_INSTRUCTIONS FOR THE TASK_
Please convert the data below into a JSON list of strings, one string per line, leaving out blank lines and the pictures.

_ _ _ _

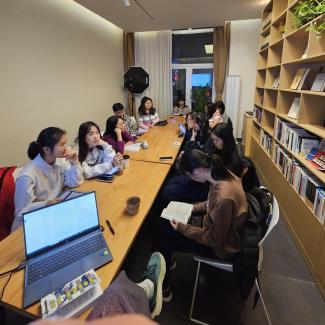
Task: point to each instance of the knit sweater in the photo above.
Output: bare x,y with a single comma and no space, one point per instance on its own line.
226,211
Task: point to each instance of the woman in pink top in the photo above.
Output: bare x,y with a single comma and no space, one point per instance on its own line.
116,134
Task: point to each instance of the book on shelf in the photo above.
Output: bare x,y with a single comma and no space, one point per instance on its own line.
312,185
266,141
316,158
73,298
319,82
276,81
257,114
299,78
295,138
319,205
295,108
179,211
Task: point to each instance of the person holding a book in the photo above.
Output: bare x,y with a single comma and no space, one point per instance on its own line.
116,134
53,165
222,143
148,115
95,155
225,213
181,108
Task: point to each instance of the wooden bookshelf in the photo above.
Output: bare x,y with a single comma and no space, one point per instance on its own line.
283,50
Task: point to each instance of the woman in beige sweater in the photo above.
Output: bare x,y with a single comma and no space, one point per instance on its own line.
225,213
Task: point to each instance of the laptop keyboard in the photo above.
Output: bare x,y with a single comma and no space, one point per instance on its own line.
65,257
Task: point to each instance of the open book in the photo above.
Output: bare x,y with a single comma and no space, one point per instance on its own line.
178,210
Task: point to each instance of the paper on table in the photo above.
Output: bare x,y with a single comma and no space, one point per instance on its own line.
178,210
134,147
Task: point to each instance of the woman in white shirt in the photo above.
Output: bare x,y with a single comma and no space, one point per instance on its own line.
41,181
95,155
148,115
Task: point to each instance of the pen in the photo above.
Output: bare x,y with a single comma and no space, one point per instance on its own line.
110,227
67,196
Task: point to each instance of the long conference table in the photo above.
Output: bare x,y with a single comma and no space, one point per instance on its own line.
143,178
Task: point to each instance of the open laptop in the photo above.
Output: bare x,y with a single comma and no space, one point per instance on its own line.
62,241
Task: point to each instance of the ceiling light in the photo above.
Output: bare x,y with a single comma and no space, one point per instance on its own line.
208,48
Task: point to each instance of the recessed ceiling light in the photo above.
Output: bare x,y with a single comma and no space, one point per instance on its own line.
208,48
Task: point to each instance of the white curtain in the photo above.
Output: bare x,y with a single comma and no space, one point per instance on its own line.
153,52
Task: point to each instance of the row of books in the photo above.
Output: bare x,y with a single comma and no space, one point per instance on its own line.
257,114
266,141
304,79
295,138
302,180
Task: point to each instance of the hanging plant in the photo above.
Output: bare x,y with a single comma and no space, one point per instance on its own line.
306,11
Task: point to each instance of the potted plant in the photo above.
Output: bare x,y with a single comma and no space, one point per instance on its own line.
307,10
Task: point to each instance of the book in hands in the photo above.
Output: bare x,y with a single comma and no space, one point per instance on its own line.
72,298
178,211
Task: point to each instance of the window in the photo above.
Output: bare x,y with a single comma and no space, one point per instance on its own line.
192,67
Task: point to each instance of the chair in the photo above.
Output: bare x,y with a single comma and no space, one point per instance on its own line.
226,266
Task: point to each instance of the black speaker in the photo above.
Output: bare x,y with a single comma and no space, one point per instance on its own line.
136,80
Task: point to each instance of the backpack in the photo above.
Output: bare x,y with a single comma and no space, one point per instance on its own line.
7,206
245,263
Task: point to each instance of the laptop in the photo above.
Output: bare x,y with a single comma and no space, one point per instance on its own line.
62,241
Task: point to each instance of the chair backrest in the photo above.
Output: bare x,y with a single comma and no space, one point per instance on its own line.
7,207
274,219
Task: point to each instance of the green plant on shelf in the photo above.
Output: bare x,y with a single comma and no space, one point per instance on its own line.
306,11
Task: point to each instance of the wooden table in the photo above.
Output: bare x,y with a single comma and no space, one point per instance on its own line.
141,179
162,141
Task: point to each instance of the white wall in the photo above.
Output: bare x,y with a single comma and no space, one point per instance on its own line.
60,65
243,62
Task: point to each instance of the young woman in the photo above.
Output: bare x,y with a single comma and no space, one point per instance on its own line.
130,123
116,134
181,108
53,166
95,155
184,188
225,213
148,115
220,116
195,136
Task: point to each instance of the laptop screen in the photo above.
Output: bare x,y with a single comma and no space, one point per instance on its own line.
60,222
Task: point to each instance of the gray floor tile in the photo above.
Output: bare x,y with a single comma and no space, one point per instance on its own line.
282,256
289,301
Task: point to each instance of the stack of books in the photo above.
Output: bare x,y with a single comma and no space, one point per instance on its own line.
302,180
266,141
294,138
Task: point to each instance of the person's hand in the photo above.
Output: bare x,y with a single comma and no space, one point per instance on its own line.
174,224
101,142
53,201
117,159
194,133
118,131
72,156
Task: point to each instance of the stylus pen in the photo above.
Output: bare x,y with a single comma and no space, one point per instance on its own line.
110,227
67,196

_ _ _ _

_THE OUTPUT_
[
  "Task: point to each instance of the knit sweater in the photo above.",
  "Output: bare x,y with a single comma and no space, one point per instance on its own line.",
  "226,211",
  "Task: point to each instance of the woman in pink top in the photo above.",
  "Output: bare x,y with a single comma and no space, one point per instance on its own line.",
  "116,134",
  "Task: point to each instance of the book on shelf in the photo above.",
  "Output: bare x,y with a single comma and no space, one point per instance on its own line.",
  "312,185",
  "266,141",
  "316,158",
  "73,298",
  "319,82",
  "276,81",
  "257,114",
  "299,78",
  "295,138",
  "319,205",
  "295,108",
  "179,211",
  "Task: point to each instance of the person holding a book in the photo above.",
  "Output: bare x,y with a single comma and no space, one point per instance on its own line.",
  "116,134",
  "53,165",
  "222,143",
  "148,115",
  "95,155",
  "225,213",
  "181,108",
  "Task: point to each instance of the wooden bookshelf in the photo above.",
  "Output: bare x,y with a single comma and no space, one point per instance on its own line.",
  "283,50",
  "Task: point to each instance of the woman in beige sweater in the photo above.",
  "Output: bare x,y with a single comma and no space, one point per instance on its own line.",
  "225,213",
  "Task: point to each instance of the laptop keyboard in the photo above.",
  "Output: bare x,y with a single comma and no space, one point per instance on its own line.",
  "65,257",
  "Task: point to each instance of the open book in the photo above.",
  "Output: bare x,y with a single comma and no space, one point per instance on its own line.",
  "178,210",
  "Task: point to each instance of the paper on table in the photo above.",
  "Output: bare x,y with a single comma and no space, one point per instance on its own line.",
  "178,210",
  "134,147",
  "Task: point to each instance of the woman in white shirt in the photo above.",
  "Output: bare x,y with a single comma and no space, one point per instance on its own line.",
  "41,181",
  "95,155",
  "148,115",
  "Task: point to each instance of the pen in the photo above.",
  "Output: bare x,y with a single comma and no space, one point per instance on its own line.",
  "110,227",
  "67,196",
  "Task: point to each instance of the long conference table in the photo above.",
  "Output: bare x,y with a single comma and no space, one point per instance on its own line.",
  "143,178",
  "Task: point to each instance of the open laptop in the photo above.",
  "Output: bare x,y with a single comma and no space, one point per instance on its own line.",
  "62,241",
  "Task: point to each instance of the ceiling light in the photo above.",
  "Output: bare x,y with a single comma and no space, one point per instance on its own line.",
  "208,48",
  "Task: point to each instance of the recessed ceiling light in the photo above.",
  "Output: bare x,y with a single comma and no space, one point per instance on its own line.",
  "208,48",
  "Task: point to each instance of the white curtain in the photo above.",
  "Output: bare x,y with a single comma and no space, one point per instance on its own line.",
  "153,52",
  "Task: point to each instance of the row of books in the photo above.",
  "Output: bare x,y with a single comma and no space, one point per instance on its own line.",
  "257,114",
  "266,141",
  "304,79",
  "295,138",
  "302,180",
  "Task: point to each instance of the hanging plant in the photo above.",
  "Output: bare x,y with a single comma and no space, one point per instance on its own line.",
  "306,11",
  "Task: point to each instance of the potted plant in the photo above.",
  "Output: bare x,y with a single comma and no space, one point per instance on its own line.",
  "307,10",
  "Task: point to each instance of the book in hands in the photo above.",
  "Output: bare x,y with a single comma and no space, one point per instance on its own line.",
  "72,298",
  "178,211",
  "Task: point to each instance of the window in the photo above.",
  "Output: bare x,y with a single comma and no space, one point per instance on its own line.",
  "192,67",
  "Task: point to each instance of the chair in the photo above.",
  "Output: bare x,y with a single comma and no space, one point per instance on its own line.",
  "226,266",
  "Task: point to each instance of the black speaker in the photo above.",
  "Output: bare x,y with a single comma and no space, one point per instance on its own line.",
  "136,80",
  "Task: point to each instance of the backpack in the photo above.",
  "Output: bare x,y with a single comma and no space, one point per instance on its own line.",
  "7,206",
  "245,263",
  "Task: point to each instance of the laptop in the photo above.",
  "Output: bare x,y with a single comma and no space, one point per instance on its own line.",
  "62,241",
  "Task: point to each instance of the chair backrest in the photo above.",
  "Output: bare x,y with a single comma and no space, one point per instance on its own line.",
  "7,207",
  "274,219",
  "Task: point to each instance of the green plant on shelf in the photo above.",
  "Output: bare x,y with a single comma and no space, one point per instance on its own line.",
  "306,11",
  "Task: point to each instance of the wooden table in the photo above.",
  "Output: bare x,y with a single comma and no space, one point per instance on its own line.",
  "141,179",
  "162,141",
  "Task: point to each instance of the white wall in the photo above.",
  "Output: bare x,y with a single comma and no space, one point per instance on its own line.",
  "60,65",
  "243,62",
  "Task: point to each instance of the young woman in the photo above.",
  "Output: bare x,y with a single comma and no space, one point per instance on its own line.",
  "130,123",
  "116,134",
  "181,108",
  "53,166",
  "95,155",
  "184,188",
  "225,213",
  "148,115",
  "220,116",
  "195,136",
  "Task: point to each instance of the laptop screen in the photo above.",
  "Output: bare x,y with a single comma and no space, one point per instance on its own line.",
  "60,222",
  "Task: point to each instance of the gray floor tile in the photo above.",
  "Output: bare x,y with a single comma and no space, one point per instance on its own line.",
  "282,256",
  "289,301",
  "Task: point to each instance of the stack of books in the photo above.",
  "Output: bare x,y with a single comma and no space, one point per instance on its own line.",
  "302,180",
  "266,141",
  "294,138",
  "Task: point to each instance of the person's hand in the photo above.",
  "Output: bare x,y with a single comma and no space, one point per instance on its own line.",
  "174,224",
  "101,142",
  "53,201",
  "117,159",
  "194,133",
  "118,131",
  "72,156",
  "Task: point to each instance of the stylus pen in the photo above.",
  "Output: bare x,y with a single comma and no space, one point per instance on its own line.",
  "110,227",
  "67,196"
]